→ Aim:
Update the entries from the line containing "Practice step: locate the dog's right" through the last entry by changing "fleece blanket" to "wool blanket", and leave everything else as it is. Give back only those lines.

Dataset entries on where objects appear:

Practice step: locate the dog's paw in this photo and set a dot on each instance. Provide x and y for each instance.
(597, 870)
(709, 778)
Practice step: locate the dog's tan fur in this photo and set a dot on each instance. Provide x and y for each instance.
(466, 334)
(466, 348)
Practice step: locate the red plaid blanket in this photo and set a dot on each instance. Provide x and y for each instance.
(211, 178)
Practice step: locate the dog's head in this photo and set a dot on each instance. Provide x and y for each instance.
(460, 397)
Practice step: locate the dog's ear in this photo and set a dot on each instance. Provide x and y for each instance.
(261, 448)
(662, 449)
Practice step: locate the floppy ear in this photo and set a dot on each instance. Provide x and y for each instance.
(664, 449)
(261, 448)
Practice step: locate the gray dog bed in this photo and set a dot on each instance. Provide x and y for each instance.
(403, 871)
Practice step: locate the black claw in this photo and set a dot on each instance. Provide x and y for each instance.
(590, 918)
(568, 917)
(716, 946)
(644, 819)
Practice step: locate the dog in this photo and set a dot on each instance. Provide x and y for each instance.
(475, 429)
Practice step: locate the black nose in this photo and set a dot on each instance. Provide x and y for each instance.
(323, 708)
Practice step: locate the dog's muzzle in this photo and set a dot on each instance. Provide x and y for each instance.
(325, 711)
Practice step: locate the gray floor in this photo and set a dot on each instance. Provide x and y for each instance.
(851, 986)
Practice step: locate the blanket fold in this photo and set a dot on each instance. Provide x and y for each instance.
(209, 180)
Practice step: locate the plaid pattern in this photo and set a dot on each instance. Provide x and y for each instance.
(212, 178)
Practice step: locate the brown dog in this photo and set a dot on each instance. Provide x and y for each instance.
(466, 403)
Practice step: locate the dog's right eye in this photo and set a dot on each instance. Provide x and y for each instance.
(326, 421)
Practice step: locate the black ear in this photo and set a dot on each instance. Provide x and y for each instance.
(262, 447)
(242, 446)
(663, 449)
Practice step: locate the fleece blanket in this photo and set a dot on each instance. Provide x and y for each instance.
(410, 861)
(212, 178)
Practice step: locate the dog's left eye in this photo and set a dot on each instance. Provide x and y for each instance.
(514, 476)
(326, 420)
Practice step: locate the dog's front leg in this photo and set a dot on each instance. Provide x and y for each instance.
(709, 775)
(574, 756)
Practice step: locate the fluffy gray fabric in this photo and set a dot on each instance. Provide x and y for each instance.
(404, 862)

→ Task output:
Practice step: locate the dog's right eye in this photo and set a dot on each instance. Provide x and y for each instance.
(326, 421)
Practice step: locate the black ear in this photo and set a dot on each instance. Provide x and y for each instance.
(262, 447)
(242, 446)
(663, 449)
Practice step: locate the wool blanket in this photo and set a dot on each instance. Provide x and y for each instance.
(410, 861)
(212, 178)
Practice step: locate the dog's left eye in this photo and set a dot on each instance. Provide x and y for each instance.
(514, 476)
(326, 420)
Practice step: locate the dog's front leg in this photo and set a dot on each instance. Provide x and y for each instance.
(709, 775)
(574, 756)
Practice step: locate the fluffy gray fabric in this photo and set a dot on each instance. Provide x and y for each instance.
(404, 862)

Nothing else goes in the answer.